REQUIREMENT - Would you return every line of the listing below that has "covered" in it?

RECORDS -
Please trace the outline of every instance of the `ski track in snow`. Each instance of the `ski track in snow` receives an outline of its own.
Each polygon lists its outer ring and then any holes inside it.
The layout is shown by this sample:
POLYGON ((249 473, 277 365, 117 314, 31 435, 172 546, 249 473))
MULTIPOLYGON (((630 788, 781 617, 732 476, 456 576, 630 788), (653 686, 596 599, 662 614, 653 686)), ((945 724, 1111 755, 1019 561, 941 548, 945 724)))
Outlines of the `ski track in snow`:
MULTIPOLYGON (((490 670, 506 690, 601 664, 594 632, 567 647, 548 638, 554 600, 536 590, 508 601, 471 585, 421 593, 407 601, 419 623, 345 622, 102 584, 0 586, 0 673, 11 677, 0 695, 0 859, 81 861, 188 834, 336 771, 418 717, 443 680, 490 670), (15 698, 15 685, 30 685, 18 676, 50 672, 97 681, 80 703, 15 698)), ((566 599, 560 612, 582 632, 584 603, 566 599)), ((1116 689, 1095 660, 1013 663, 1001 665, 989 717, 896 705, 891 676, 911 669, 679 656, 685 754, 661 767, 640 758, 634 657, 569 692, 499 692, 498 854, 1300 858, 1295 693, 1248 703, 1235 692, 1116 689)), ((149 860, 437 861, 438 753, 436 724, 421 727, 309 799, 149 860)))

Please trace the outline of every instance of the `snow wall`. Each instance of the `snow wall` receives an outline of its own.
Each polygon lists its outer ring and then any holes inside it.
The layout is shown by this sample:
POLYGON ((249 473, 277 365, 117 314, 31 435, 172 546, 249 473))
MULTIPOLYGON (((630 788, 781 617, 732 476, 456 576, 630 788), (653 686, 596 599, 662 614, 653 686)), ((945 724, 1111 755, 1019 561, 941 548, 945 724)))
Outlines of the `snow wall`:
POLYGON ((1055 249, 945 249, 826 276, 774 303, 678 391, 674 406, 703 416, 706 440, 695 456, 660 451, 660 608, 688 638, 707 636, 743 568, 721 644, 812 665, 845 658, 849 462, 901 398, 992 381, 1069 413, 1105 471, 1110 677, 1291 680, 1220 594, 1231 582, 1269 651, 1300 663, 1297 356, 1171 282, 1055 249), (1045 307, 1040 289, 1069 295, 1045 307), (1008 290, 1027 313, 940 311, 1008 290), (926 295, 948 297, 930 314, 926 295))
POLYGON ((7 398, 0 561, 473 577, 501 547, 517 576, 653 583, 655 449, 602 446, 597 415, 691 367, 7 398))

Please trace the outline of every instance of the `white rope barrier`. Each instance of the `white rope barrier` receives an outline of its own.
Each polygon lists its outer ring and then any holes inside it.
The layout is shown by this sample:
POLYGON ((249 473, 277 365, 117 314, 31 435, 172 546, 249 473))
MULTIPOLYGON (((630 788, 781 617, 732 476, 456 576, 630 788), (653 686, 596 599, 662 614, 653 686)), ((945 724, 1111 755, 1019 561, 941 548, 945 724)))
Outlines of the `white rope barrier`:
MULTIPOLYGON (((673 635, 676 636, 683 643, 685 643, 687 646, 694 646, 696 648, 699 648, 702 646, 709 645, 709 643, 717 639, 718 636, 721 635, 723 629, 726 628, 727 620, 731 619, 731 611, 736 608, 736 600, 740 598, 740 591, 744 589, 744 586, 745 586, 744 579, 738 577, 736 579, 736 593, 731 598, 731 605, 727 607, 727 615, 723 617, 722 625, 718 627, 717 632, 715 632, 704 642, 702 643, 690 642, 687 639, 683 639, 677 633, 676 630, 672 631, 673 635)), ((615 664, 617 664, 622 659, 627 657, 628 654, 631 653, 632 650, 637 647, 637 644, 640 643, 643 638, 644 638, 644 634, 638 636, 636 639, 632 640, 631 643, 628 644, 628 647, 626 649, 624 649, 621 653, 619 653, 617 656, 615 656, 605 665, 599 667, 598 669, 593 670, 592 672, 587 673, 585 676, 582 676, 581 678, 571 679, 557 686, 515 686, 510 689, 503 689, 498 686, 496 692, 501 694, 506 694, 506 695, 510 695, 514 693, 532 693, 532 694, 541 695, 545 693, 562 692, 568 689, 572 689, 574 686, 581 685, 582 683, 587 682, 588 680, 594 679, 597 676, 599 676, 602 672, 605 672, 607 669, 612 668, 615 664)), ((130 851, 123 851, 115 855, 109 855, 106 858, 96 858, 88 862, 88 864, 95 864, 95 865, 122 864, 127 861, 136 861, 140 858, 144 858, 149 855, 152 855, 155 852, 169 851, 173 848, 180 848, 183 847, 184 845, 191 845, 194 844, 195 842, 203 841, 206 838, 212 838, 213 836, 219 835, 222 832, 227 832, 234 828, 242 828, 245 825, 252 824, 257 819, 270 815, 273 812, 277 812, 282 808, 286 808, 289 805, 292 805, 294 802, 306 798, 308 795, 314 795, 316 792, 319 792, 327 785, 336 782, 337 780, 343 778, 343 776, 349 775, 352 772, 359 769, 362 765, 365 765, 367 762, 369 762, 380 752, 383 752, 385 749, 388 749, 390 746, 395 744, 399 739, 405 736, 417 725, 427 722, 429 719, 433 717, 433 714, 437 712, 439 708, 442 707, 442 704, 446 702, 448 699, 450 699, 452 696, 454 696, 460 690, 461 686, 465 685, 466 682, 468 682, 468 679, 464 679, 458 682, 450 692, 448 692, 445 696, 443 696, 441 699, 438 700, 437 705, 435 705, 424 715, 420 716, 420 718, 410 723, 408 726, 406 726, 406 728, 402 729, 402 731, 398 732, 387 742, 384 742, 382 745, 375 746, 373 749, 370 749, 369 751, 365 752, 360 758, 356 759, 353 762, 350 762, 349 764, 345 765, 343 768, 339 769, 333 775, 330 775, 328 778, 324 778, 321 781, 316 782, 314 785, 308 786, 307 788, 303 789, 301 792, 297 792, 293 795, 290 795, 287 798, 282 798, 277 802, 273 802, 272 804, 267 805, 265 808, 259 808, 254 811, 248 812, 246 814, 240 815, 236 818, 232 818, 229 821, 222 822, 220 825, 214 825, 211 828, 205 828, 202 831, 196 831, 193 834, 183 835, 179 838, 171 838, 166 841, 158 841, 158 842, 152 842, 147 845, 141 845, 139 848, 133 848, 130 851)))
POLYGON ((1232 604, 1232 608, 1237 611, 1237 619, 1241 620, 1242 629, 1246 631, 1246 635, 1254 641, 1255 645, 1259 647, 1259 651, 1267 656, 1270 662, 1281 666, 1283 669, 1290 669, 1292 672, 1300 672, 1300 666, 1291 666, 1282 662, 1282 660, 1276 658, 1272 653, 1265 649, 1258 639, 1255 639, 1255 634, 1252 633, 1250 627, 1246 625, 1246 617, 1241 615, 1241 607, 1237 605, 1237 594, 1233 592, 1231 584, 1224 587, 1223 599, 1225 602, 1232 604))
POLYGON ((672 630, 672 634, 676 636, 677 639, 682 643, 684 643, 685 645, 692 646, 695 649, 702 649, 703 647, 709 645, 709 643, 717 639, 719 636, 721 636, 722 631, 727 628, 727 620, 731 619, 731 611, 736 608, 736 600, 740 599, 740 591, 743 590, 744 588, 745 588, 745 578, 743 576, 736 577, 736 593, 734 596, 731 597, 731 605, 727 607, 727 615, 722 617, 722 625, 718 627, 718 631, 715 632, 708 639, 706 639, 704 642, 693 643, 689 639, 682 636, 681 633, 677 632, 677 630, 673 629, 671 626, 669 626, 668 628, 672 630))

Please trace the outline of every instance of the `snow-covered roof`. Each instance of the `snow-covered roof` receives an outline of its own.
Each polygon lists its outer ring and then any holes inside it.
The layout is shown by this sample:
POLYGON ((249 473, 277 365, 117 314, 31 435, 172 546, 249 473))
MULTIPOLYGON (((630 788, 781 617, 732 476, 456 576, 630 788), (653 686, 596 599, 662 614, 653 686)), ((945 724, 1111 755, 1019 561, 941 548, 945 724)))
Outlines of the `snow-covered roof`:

TASK ANSWER -
Please trace the outline of every instance of the `snow-covered roof`. Each instance of the `snow-covered roof` receives an outline of its own.
Outlines of the `snow-covered roof`:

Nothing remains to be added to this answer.